> Document section
---*---

Monday, June 28, 2010


We decided to leave around seven in the morning. We wanted to be in Chicago around ten. Friday had started out warm and clear. We hadn’t hit any really hot humid weather yet. I had to remind myself it was still spring, summer wasn’t going to officially start for another couple of days. In New York you could count the number of perfect days in a year on one hand. In New York, even if Al Roker had predicted a sunny day, a grey haze would come hand-in-hand with the sun preventing visibility from extending much beyond the island. In Madison, this year, we’ve already had more perfect days than I could count using both hands. If it’s sunny here you can see miles of rolling hills, painted in amber and emerald green under a cerulean blue sky. This is one of the big differences between New York and Madison, where Madison has the edge.
We had gone on line to rent a car for the day. The Sorency-mobile isn’t trustworthy enough to make the three hundred mile roundtrip journey to the loop and back and besides that it doesn’t have any air-conditioning. We were making our first trip to the Merchandise Mart and neither of us wanted to arrive dripping sweat or looking like a couple of derelects. For the week of Emmy’s graduation we had rented a car from Enterprise. It was an education in debit card etiquette. Since a car rental is open-ended (gas charges, mileage calculation, any damages to the car and various other tiny print stipulations) your actual charges can’t be debited to your account until you return the vehicle. When Rick went to rent the car at Enterprise with his debit card they wouldn’t let him do it without a copy of his utility bill, his most recent pay stub and the results of his last colonoscopy, none of which he was carrying with him when he approached the rental counter. This was a lesson learned. We made a second trip and came back prepared with the proper documentation.  For our Chicago rental we made the arrangements through AVIS. Rick’s wallet was sufficiently stuffed with all his vital information this time, but AVIS wasn’t Enterprise. For them, if you hand them a debit card, they don’t want all the information, instead they do a credit check. No credit card – no rental. It was back to Enterprise and the nice young man who remembered Rick and gladly accepted the clean bill of health documentation and rented us an air-conditioned car more likely to make the round-trip to Chicago and back without breaking down somewhere near the Illinois-Wisconsin border.

---*---

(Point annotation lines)

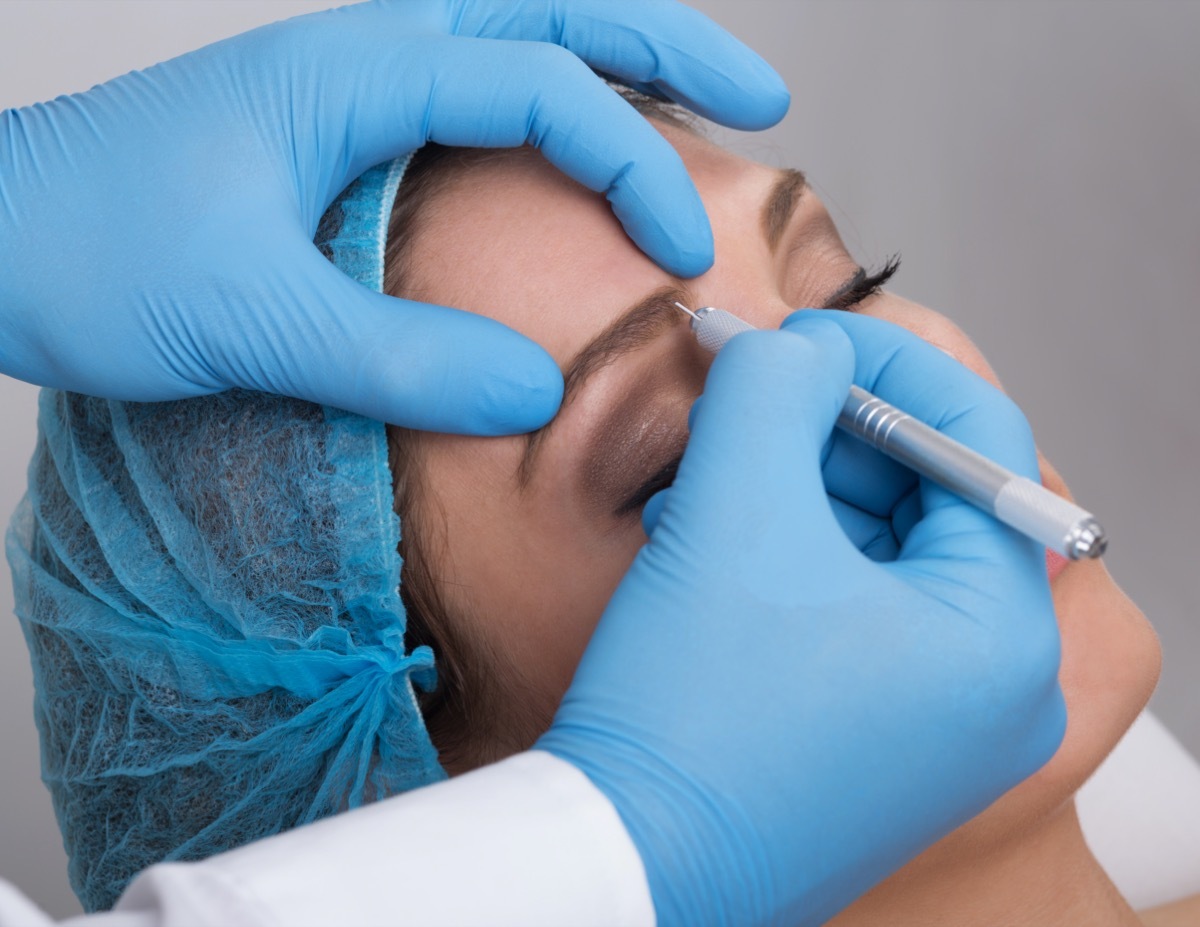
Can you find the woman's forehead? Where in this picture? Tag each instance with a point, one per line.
(515, 239)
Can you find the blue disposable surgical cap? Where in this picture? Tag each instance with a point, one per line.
(210, 593)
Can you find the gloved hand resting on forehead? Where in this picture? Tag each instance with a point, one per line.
(157, 229)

---*---

> Set exercise 1
In the blog post about the Chicago trip, how long is the round trip to the loop and back?
> Set exercise 2
Translate this sentence from the blog post about the Chicago trip into Spanish: "We wanted to be in Chicago around ten."

> Worked answer 1
Three hundred miles.

> Worked answer 2
Queríamos estar en Chicago alrededor de las diez.